PROMPT A. Please give the commentary again, starting with "In today's India, inviting" and going on through "an isolated occurrence.", and switch "roadsides" to "street corners".

::::

In the world's largest democracy and nominally secular republic, increasing intolerance for religious expression is not merely ironic — it is disquieting. The recent outrage at the phrase "I love Muhammad," which landed one person in hot water in Uttar Pradesh and another in Maharashtra, is more than a fleeting moment of communal discomfort. It was a cry of India's democratic and constitutional conscience — a shift under which Muslim identity appeals are being read more and more in the framework of suspicion, hate, and politicalization.
The feelings, written or spoken by Muslims to celebrate the Eid Milad-un-Nabi celebrations in Bareilly, should have been normal. It was a political and public expression of love for the Prophet of Islam, no more emotionally charged than political and religious slogans uttered in public every day. But for reasons that lie beyond law and order, it led to a complete chain of occurrences involving FIRs, internet ban, arrest, and violence. The state's reaction was swift and draconian — as though such a belief were threatening to public order, and not an expression of constitutionally protected religious belief. The disparity between state reactions to indistinguishable speech is, in reality, central to this controversy.
In today's India, inviting political leaders by the medium of "I love Modi" slogans or putting up huge cutouts of Hindu deities and goddesses on roadsides is not only acceptable but cheered out loud. However, discussing loving a man revered by millions of Muslims is criminalized in some areas. This differential deployment of the right to freedom of speech and religion is a lethal slide into majoritarianism — a tendency to view constitutional freedoms being differentially enforced based on the group identity of those who seek to invoke them. The Bareilly incidents were not an isolated occurrence.
The same graffiti and slogans at Maharashtra's Ahilyanagar led to communal upset, which had resulted in baton charges, arrests, and demolitions — the majority of them against Muslim shops. These are more than maintaining the peace; they are a policy of state-backed collective punishment and intimidation. Properties are reduced to rubble without resort to due process, normally justified later as illegal encroachment, providing a way of living where the citizens are not just fearful of the crowd but of the state. This is becoming widespread enough in contemporary India. In these regimes of BJP rule and men like Yogi Adityanath in Uttar Pradesh, the line between governance and ideology has been erased.

::::

PROMPT B. Echo the entries word for word, starting with the line with "Phrase: gold ring" and going on through the last line of the entries.

::::

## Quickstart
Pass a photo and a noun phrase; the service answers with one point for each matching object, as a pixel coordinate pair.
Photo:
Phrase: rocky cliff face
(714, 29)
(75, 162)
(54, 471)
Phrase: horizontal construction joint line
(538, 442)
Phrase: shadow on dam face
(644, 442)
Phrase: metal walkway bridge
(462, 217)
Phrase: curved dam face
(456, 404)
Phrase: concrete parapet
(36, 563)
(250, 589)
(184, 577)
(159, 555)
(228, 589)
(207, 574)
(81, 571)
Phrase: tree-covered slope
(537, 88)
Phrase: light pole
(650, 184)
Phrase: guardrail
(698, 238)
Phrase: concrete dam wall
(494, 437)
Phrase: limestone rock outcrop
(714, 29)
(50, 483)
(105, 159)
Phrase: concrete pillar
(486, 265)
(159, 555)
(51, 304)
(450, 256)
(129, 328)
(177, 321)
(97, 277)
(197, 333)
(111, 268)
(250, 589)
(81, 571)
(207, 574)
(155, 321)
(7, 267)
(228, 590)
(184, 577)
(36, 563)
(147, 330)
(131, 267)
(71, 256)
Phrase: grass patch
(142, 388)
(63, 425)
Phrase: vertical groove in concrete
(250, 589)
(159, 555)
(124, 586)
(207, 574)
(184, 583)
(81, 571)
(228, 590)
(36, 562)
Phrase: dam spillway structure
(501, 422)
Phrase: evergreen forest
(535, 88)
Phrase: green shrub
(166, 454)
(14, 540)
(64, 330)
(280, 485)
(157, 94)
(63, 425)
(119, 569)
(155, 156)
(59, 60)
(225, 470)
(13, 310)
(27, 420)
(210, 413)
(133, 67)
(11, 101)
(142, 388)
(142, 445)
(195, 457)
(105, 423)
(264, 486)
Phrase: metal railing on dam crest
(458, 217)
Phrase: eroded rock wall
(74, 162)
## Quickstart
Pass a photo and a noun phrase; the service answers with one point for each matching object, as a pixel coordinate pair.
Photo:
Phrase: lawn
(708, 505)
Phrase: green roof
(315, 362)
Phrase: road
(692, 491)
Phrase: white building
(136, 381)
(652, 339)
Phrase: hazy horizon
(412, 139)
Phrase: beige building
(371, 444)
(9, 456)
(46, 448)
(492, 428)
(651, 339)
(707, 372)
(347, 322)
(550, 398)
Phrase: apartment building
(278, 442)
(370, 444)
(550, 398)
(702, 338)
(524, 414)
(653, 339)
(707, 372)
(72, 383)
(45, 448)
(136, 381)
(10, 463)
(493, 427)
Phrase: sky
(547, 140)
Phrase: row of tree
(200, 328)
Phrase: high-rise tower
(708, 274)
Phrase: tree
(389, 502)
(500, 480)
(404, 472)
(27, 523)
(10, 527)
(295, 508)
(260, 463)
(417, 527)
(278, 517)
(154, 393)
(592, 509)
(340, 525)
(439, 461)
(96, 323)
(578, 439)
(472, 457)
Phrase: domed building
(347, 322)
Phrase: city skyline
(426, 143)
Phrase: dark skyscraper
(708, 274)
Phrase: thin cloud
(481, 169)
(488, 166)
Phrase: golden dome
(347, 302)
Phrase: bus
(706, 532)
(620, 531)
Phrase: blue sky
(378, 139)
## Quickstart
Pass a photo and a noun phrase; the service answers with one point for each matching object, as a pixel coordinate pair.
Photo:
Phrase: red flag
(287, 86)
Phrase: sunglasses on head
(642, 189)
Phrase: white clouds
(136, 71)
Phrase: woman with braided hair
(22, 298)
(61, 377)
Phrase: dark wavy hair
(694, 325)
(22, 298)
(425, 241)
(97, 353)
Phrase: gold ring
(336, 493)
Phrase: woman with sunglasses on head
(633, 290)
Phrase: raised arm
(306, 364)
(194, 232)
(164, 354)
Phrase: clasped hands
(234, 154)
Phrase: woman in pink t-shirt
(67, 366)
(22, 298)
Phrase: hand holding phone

::::

EXERCISE SOLUTION A.
In today's India, inviting political leaders by the medium of "I love Modi" slogans or putting up huge cutouts of Hindu deities and goddesses on street corners is not only acceptable but cheered out loud. However, discussing loving a man revered by millions of Muslims is criminalized in some areas. This differential deployment of the right to freedom of speech and religion is a lethal slide into majoritarianism — a tendency to view constitutional freedoms being differentially enforced based on the group identity of those who seek to invoke them. The Bareilly incidents were not an isolated occurrence.

EXERCISE SOLUTION B.
Phrase: gold ring
(336, 493)
Phrase: woman with sunglasses on head
(633, 290)
Phrase: raised arm
(306, 364)
(194, 232)
(164, 354)
Phrase: clasped hands
(234, 154)
Phrase: woman in pink t-shirt
(67, 366)
(22, 298)
Phrase: hand holding phone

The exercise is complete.